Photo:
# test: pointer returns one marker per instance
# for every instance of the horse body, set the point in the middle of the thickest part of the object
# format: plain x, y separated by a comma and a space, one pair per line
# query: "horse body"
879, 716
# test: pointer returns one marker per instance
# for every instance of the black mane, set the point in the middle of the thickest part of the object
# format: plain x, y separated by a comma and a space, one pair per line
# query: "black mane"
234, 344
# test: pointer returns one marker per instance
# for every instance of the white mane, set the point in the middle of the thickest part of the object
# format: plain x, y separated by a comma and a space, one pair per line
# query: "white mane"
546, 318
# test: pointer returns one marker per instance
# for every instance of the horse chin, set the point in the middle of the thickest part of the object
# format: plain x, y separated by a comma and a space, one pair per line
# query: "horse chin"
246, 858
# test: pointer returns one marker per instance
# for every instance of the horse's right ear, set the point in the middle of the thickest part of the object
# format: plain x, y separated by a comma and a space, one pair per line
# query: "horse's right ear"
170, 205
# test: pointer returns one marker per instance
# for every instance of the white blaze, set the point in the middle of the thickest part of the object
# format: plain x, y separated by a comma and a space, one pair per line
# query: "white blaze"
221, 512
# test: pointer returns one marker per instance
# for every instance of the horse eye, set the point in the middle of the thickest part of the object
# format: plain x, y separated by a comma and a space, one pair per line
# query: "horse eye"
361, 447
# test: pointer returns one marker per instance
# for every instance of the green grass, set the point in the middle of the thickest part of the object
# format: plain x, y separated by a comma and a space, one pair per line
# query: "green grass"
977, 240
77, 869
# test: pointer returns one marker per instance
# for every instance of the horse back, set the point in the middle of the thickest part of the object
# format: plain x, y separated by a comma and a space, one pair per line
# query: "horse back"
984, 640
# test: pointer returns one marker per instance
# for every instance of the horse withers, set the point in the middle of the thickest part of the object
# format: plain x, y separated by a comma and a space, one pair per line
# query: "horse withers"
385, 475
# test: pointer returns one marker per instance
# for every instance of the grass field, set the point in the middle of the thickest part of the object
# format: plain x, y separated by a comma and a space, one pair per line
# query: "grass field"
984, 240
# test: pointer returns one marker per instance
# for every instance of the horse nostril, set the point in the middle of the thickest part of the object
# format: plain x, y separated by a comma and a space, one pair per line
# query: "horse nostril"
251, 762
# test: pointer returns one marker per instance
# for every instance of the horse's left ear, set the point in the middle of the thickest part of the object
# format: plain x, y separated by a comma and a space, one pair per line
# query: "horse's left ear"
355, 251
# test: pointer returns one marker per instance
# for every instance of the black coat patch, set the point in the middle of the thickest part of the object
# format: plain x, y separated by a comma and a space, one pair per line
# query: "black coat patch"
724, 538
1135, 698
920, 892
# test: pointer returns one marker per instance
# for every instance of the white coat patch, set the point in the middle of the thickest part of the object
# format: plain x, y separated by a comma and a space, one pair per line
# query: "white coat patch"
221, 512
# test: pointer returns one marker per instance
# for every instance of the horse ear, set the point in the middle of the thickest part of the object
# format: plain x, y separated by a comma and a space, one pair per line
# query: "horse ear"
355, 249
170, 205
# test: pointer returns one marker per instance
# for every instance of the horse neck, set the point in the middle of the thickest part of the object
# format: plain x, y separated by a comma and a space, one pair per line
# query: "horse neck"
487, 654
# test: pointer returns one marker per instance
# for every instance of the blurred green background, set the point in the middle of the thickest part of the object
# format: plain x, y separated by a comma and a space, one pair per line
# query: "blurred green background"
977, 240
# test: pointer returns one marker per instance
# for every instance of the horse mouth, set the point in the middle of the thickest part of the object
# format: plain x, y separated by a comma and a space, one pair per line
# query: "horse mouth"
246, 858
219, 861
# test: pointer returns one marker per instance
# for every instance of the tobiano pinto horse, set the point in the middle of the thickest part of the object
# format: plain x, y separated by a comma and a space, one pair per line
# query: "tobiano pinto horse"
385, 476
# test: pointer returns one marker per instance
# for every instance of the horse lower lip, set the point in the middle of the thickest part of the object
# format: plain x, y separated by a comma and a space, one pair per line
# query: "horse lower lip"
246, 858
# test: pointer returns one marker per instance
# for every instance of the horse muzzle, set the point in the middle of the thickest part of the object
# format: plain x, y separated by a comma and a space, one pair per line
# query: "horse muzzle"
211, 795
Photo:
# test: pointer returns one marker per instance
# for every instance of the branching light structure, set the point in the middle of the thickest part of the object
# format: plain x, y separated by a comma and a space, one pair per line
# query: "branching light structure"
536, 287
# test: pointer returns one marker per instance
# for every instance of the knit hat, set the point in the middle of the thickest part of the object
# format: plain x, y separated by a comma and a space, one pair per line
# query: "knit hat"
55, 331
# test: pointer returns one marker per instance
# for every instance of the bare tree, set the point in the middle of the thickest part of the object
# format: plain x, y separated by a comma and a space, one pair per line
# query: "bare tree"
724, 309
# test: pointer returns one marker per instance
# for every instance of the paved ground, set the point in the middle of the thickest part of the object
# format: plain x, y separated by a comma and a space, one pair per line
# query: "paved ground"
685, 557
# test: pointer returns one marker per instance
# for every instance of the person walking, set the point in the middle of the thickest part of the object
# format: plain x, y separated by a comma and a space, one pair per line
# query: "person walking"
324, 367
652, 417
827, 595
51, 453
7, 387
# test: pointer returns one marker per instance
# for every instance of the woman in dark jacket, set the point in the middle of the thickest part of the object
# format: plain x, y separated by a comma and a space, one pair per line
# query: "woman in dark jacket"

══════

Give the data again, exactly as written.

# [ANSWER TO THIS TASK]
Photo:
# test: pointer returns one marker per instance
# for every instance of the horse body, set the point in the middle of the thickest part of the object
# format: plain x, y separated by a comma and a space, one pair per line
# query: "horse body"
879, 716
# test: pointer returns one marker per instance
# for every instance of the black mane, set the point in the middle of the thickest part of the object
# format: plain x, y separated by a comma and a space, one pair per line
# query: "black mane"
234, 344
# test: pointer returns one marker per instance
# for every instance of the white mane, set the point in the middle of the thickest part of the object
# format: plain x, y separated by a comma and a space, one pair per line
# query: "white mane"
546, 318
# test: pointer returns one marker per instance
# for every instance of the horse chin, set the point in the middle of the thickest part of the object
# format: plain x, y separated by a comma and a space, one pair per line
# query: "horse chin"
246, 858
# test: pointer returns one marker per instance
# for every instance of the horse's right ear, set the point in the middle of the thickest part of the object
# format: plain x, y separated by a comma and a space, one pair per line
# query: "horse's right ear"
170, 205
# test: pointer returns one marker per instance
# for every instance of the white blaze, set the point in the middle of the thickest part of the object
# format: plain x, y separated by a comma and a space, one pair per line
# query: "white blaze"
221, 512
# test: pointer returns one marker per instance
# for every instance of the horse eye, set the point in the middle of the thickest part of the object
# format: plain x, y separated by a comma and a space, one pair per line
# query: "horse eye"
361, 447
# test: pointer returns one marker per instance
# for every instance of the green grass, set the point in the middle of the thickest part of the object
# format: plain x, y separated by a comma and a space, one pair per line
# query: "green grass"
977, 240
77, 869
# test: pointer returns one marker per instance
# for every instance of the horse back, set the point in the middle of the thickest part of the object
# format: plain x, y separated by a comma and a space, one pair per line
# query: "horse back"
984, 640
# test: pointer returns one marker per instance
# for every instance of the horse withers, set the point in the middle of the thickest part of the object
# format: plain x, y separated by a comma and a space, one pair per line
# query: "horse withers"
385, 475
# test: pointer returns one marker per instance
# for every instance of the grass field, set the point in the middle of the thickest part of the object
# format: plain x, y separated by a comma and a space, one pair per line
# query: "grass field"
984, 240
# test: pointer returns one marker per instance
# for every instance of the horse nostril, set the point in the middle of the thickest part of the object
# format: plain x, y separated by a comma and a space, one pair per line
# query: "horse nostril"
251, 762
# test: pointer returns one marker per instance
# for every instance of the horse's left ear, set the point in the middle of the thickest part of the object
# format: plain x, y separated by a comma and a space, one pair per line
# query: "horse's left ear"
355, 251
# test: pointer returns one marker per instance
# for every instance of the black coat patch, set the point in the middle of the thickest part of the object
# format: plain x, y separated by a comma and a space, one pair per line
# query: "black coat patch"
724, 538
1135, 698
920, 892
# test: pointer returns one marker per instance
# for every instance of the white coat patch, set the point in the middle of the thickest part of the object
# format: plain x, y separated by a comma and a space, one pair per line
# query: "white coat patch"
221, 512
# test: pointer returns one marker per instance
# for every instance of the horse ear, set the point in the middle of the thickest part of the object
# format: plain x, y separated by a comma and a space, one pair per line
# query: "horse ear"
355, 249
170, 205
# test: pointer returns one marker per instance
# for every instance of the horse neck, set the point in the middle of the thickest part of the object
# format: plain x, y separated by a comma and a space, one pair per line
# query: "horse neck"
487, 654
# test: pointer returns one marker per instance
# for every instance of the blurred green background, set the point in the middle of the thickest part of the object
# format: plain x, y separated by a comma and a space, one pair per line
# query: "blurred green background"
977, 240
# test: pointer returns one marker per instance
# for every instance of the horse mouth, set the point in the middle of the thickest part of the object
# format: plain x, y separated by a comma and a space, one pair per line
# query: "horse mouth"
246, 858
219, 861
# test: pointer returns one marker per instance
# for every instance of the tobiano pinto horse, set the point in the middle of the thickest part of the object
# format: plain x, y separated by a comma and a space, one pair per line
# query: "tobiano pinto horse"
385, 476
# test: pointer returns one marker per instance
# for every instance of the horse lower lip, set the point in the middle of the thickest part of the object
# format: plain x, y separated by a comma and a space, one pair per line
# query: "horse lower lip"
246, 858
# test: pointer returns one marker per instance
# for every instance of the horse muzzle, set the point in the middle of the thickest part of the object
# format: plain x, y separated by a comma and a space, one pair per line
# query: "horse muzzle"
211, 795
Photo:
# test: pointer returns one marker per instance
# for every instance of the branching light structure, set the point in the middle of the thickest part of the object
# format: plain x, y separated by a comma and a space, one pair per line
# query: "branching light structure"
536, 287
# test: pointer returns one marker per instance
# for every instance of the knit hat, set the point in the middle of the thickest part of the object
# format: plain x, y separated by a comma and a space, one pair per line
# query: "knit hat"
55, 331
# test: pointer returns one marker per instance
# for every instance of the bare tree, set the point in the middle of the thickest part of the object
# format: plain x, y separated by a comma and a space, one pair per line
# query: "bare tree"
724, 309
# test: pointer returns one marker per instance
# for every instance of the paved ground, set the point in the middle of the thickest part of the object
# format: plain x, y separated by a comma and a space, one pair per line
# query: "paved ground"
685, 557
# test: pointer returns one marker per instance
# for every instance of the person walking, set the point in the middle of the thickest part of the object
# format: plain x, y separated by a comma and a space, one pair per line
# query: "person walking"
324, 367
652, 417
827, 595
51, 453
7, 387
# test: pointer returns one marker per instance
# for every instance of the woman in dark jacket, set the point in the middle of the thickest part of the object
# format: plain x, y separated by a comma and a space, one pair per line
# query: "woman in dark jacket"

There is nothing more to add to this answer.